Start of Block

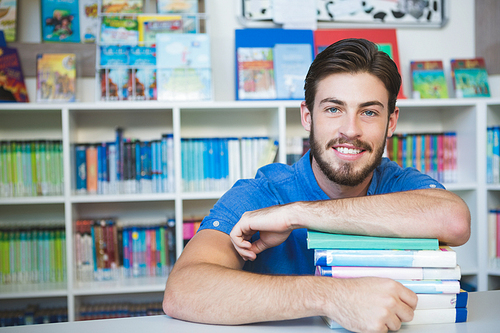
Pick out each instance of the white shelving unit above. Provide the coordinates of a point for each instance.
(94, 122)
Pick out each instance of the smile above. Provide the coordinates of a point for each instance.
(348, 151)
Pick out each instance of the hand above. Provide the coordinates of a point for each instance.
(272, 225)
(371, 304)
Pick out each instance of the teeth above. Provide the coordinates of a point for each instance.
(351, 151)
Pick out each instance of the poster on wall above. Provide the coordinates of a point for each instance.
(425, 13)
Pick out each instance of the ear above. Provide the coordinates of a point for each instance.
(305, 116)
(393, 121)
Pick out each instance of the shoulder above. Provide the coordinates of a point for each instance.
(390, 177)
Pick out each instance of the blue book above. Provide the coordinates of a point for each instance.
(81, 168)
(325, 240)
(444, 257)
(60, 21)
(291, 63)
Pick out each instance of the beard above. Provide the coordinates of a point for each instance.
(345, 174)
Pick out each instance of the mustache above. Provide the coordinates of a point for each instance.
(356, 143)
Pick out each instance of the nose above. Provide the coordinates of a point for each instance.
(350, 127)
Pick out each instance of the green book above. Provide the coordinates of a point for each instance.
(323, 240)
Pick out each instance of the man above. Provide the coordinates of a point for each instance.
(263, 271)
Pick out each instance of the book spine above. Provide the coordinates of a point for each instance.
(386, 258)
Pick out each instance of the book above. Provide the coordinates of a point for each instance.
(60, 21)
(177, 6)
(420, 317)
(398, 273)
(291, 63)
(56, 77)
(151, 25)
(8, 20)
(119, 30)
(122, 6)
(89, 20)
(442, 301)
(470, 78)
(324, 240)
(428, 79)
(12, 84)
(184, 67)
(444, 257)
(255, 73)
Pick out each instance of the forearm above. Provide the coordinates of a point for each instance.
(421, 213)
(215, 294)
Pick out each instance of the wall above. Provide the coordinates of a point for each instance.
(455, 39)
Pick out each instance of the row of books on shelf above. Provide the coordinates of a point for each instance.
(33, 314)
(493, 155)
(434, 154)
(107, 251)
(32, 254)
(31, 168)
(125, 166)
(214, 164)
(429, 270)
(118, 310)
(494, 238)
(82, 20)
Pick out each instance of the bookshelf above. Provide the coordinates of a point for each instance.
(82, 122)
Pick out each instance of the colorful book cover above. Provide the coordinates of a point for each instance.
(177, 6)
(119, 30)
(324, 240)
(122, 6)
(291, 63)
(256, 73)
(12, 85)
(428, 79)
(423, 316)
(184, 67)
(89, 20)
(8, 19)
(444, 257)
(398, 273)
(151, 25)
(56, 77)
(60, 21)
(470, 78)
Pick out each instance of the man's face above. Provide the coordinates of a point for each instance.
(348, 127)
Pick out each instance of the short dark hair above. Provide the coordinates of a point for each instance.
(353, 55)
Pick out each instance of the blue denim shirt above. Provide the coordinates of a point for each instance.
(278, 184)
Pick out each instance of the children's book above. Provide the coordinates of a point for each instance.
(56, 77)
(122, 6)
(444, 257)
(150, 25)
(470, 78)
(324, 240)
(89, 21)
(256, 73)
(119, 30)
(428, 316)
(184, 66)
(291, 63)
(177, 6)
(12, 85)
(428, 79)
(60, 21)
(400, 273)
(8, 19)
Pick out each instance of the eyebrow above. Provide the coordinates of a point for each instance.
(340, 102)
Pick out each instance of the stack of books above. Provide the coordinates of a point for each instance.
(429, 270)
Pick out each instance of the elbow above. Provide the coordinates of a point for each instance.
(459, 228)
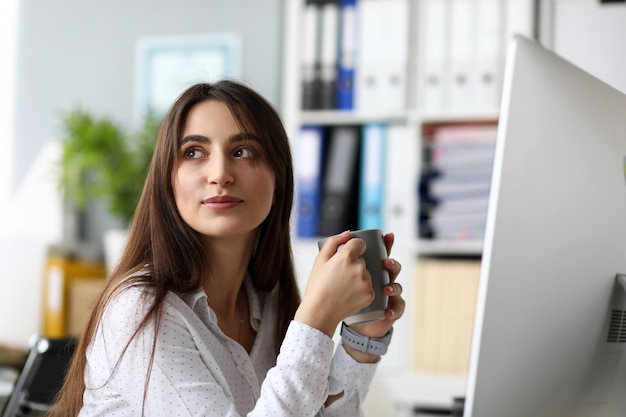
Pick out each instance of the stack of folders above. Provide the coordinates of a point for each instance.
(463, 50)
(354, 54)
(455, 182)
(348, 178)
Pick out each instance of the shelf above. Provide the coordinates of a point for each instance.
(450, 248)
(457, 117)
(348, 117)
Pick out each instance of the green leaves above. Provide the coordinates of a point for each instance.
(101, 162)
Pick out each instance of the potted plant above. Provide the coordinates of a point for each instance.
(101, 162)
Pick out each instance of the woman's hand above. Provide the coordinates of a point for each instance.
(395, 308)
(339, 284)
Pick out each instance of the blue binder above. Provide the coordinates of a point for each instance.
(309, 158)
(372, 178)
(347, 54)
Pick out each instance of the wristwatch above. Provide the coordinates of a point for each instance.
(364, 343)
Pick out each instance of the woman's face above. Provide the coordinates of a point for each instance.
(223, 184)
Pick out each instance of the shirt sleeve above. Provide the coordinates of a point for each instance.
(353, 379)
(182, 383)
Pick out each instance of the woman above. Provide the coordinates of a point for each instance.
(202, 316)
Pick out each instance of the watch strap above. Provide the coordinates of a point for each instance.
(376, 346)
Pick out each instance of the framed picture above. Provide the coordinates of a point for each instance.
(168, 65)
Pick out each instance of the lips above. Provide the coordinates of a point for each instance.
(221, 202)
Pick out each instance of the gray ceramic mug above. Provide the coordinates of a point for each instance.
(374, 255)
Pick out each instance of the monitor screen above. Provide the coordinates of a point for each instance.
(547, 337)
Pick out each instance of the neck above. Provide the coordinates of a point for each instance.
(229, 264)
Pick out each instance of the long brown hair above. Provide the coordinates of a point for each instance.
(171, 250)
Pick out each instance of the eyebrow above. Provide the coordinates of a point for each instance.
(239, 137)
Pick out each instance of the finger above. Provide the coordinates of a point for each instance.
(394, 267)
(355, 246)
(332, 243)
(389, 239)
(393, 290)
(396, 308)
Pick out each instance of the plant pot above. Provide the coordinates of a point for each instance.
(114, 241)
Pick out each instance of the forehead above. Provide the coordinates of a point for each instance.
(211, 115)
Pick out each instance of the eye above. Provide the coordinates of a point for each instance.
(246, 153)
(193, 153)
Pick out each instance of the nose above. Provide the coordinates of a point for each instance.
(220, 170)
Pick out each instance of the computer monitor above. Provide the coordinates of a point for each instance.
(555, 241)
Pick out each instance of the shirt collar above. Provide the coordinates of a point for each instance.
(198, 302)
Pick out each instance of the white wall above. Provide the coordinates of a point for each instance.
(591, 35)
(8, 17)
(75, 52)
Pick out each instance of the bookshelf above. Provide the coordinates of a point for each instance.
(424, 109)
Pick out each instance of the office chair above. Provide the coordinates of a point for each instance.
(41, 377)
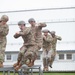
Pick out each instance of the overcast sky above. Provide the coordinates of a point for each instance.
(65, 30)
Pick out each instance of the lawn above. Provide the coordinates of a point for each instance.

End of Block

## [What you have to do]
Every record should be duplicated exactly, though any picture in it must be left out.

## [Written reply]
Pick out each instance of the white shelving unit above. Provide the coordinates of a point for each instance.
(94, 122)
Pick out each instance of the smile above. Provide the coordinates of a point for each instance.
(348, 151)
Pick out each instance of the hand above. Provide the coordinates of a point for each instance.
(272, 225)
(371, 304)
Pick out each instance of the teeth above. Provide the coordinates of a point for each instance.
(351, 151)
Pick out each instance of the poster on wall above. Provide the coordinates of a point for each instance.
(425, 13)
Pick out each instance of the ear above. Provide the coordinates of a point for each instance.
(305, 116)
(393, 121)
Pick out each instance of the shoulder above. Provide the coordinates of a point for each instance.
(390, 177)
Pick out each instance of the blue book above. Provide the coordinates of a point for each instance.
(81, 168)
(325, 240)
(444, 257)
(60, 21)
(291, 63)
Pick out each instance of the beard above. Provide the coordinates of a point for each instance.
(345, 174)
Pick out each instance of the mustache above. Provide the coordinates of a point for each instance.
(356, 143)
Pick out each instance of the nose above. Provide the coordinates of a point for each instance.
(350, 127)
Pick out each instance of the green book above. Provide the coordinates of a point for each instance.
(323, 240)
Pick out each instance of the man above. Provide the coordinates of a point for each instance.
(263, 271)
Pick out each instance of the book spine above. Provide the coordinates of a point for each instance.
(386, 258)
Pick out each instance of the book above. Provide the coordinates of a point for each instance.
(60, 21)
(177, 6)
(420, 317)
(398, 273)
(291, 63)
(56, 77)
(151, 25)
(8, 20)
(119, 30)
(122, 6)
(89, 20)
(442, 301)
(470, 78)
(324, 240)
(428, 79)
(12, 84)
(184, 67)
(444, 257)
(255, 73)
Pick out each instance of the forearm above. Provide the coordinates of a point for each instance.
(421, 213)
(215, 294)
Pick out each instance of the wall above. Provide the coordinates of a point for each instance.
(455, 39)
Pick out each instance of the row of books on shelf above. Provide the coordinates of a point for each instance.
(33, 314)
(493, 155)
(434, 154)
(107, 251)
(32, 254)
(31, 168)
(125, 166)
(214, 164)
(429, 270)
(118, 310)
(494, 238)
(82, 20)
Pick out each instance of the bookshelf above. Provide the coordinates of a point for each instance.
(82, 122)
Pick out each instance of the colorful book cover above. Provide the coordinates of a point for each instance.
(177, 6)
(119, 30)
(324, 240)
(122, 6)
(291, 63)
(256, 73)
(12, 85)
(428, 79)
(423, 316)
(184, 67)
(89, 20)
(8, 19)
(444, 257)
(398, 273)
(151, 25)
(56, 77)
(60, 21)
(470, 78)
Pick out each instance of the man's face above. Provide the coordinates of a point for each instance.
(348, 127)
Pick out each instance of the short dark hair above. Provide the coordinates of a point for each instance.
(353, 55)
Pick out each instance of the blue denim shirt above. Provide the coordinates of a point for each instance.
(278, 184)
Pick out each instance of the children's book above. Provide the coordinates of a point for each instance.
(56, 77)
(122, 6)
(444, 257)
(150, 25)
(470, 78)
(324, 240)
(89, 21)
(256, 73)
(119, 30)
(428, 316)
(184, 66)
(291, 63)
(177, 6)
(12, 85)
(428, 79)
(60, 21)
(400, 273)
(8, 19)
Pick out each instance of the eyebrow above. Provide the coordinates of a point for each instance.
(340, 102)
Pick out each instance of the stack of books above. Provide the coordinates of a point for each instance.
(429, 270)
Pick out each instance of the elbow above. Provide the coordinates of a point for each instance.
(459, 228)
Pick out each instance of the stack of folders above. Provide the coordinates of a point for each instance.
(463, 50)
(354, 54)
(455, 182)
(348, 178)
Pick out each instance of the shelf above. Provide the coordinates of a point for each instance.
(450, 248)
(457, 117)
(348, 117)
Pick out each instance of the green leaves above. Provide the coordinates of a point for each instance.
(101, 162)
Pick out each instance of the potted plant above. Provide the coordinates of a point for each instance.
(101, 162)
Pick out each instance of the woman's hand above. Provide the coordinates of a point for each instance.
(395, 308)
(339, 284)
Pick out each instance of the blue binder above. Provide the coordinates of a point for each instance.
(309, 158)
(372, 178)
(347, 54)
Pick out each instance of the wristwatch above. Provide the coordinates of a point for each instance.
(364, 343)
Pick out each instance of the woman's face above. Provide the coordinates of a point for each instance.
(223, 184)
Pick out each instance of the shirt sleeve above. Provide the coordinates of a point for each instance.
(353, 379)
(182, 383)
Pick out each instance of the woman above. Provide the coordinates of a point for each instance.
(202, 316)
Pick out each instance of the watch strap above. Provide the coordinates of a point for each instance.
(376, 346)
Pick out each instance of the framed picture above. Provide the coordinates of a point for each instance.
(168, 65)
Pick out each instance of the lips above. Provide the coordinates of a point for each instance.
(221, 202)
Pick out each instance of the gray ceramic mug above. Provide the coordinates of a point for each instance.
(374, 255)
Pick out each instance of the monitor screen above. Provide the coordinates of a point for each instance.
(547, 337)
Pick out each instance of the neck above. Provide the coordinates of a point for each instance.
(229, 264)
Pick out each instance of the long brown hair above. Provide the coordinates of a point for each instance.
(171, 250)
Pick out each instance of the eyebrow above. Provide the coordinates of a point for each instance.
(239, 137)
Pick out each instance of the finger above. Provide the coordinates of a point for each instance.
(394, 267)
(355, 246)
(332, 243)
(389, 239)
(393, 290)
(396, 308)
Pick out each instance of the plant pot above. Provide the coordinates of a point for each instance.
(114, 241)
Pick out each instance of the forehead above. Provide the coordinates of a point for each instance.
(211, 115)
Pick out each instance of the eye above. Provide the coordinates of a point for each instance.
(246, 153)
(193, 153)
Pick out each instance of the nose above. Provide the coordinates of a point for each instance.
(220, 170)
Pick out each instance of the computer monitor above. Provide the coordinates of a point for each instance.
(555, 241)
Pick out each instance of the shirt collar above. Provide the coordinates of a point for each instance.
(198, 302)
Pick out each instance of the white wall above. Provide the coordinates of a point for each instance.
(591, 35)
(8, 17)
(75, 52)
Pick out each instance of the bookshelf above. Provide the coordinates of a point for each instance.
(424, 109)
Pick out each instance of the office chair above. Provide the coordinates of a point for each instance.
(41, 377)
Pick out each instance of the overcast sky above. Provide the coordinates of a point for each instance.
(65, 30)
Pick out each instance of the lawn above. Provide the coordinates of a point for each instance.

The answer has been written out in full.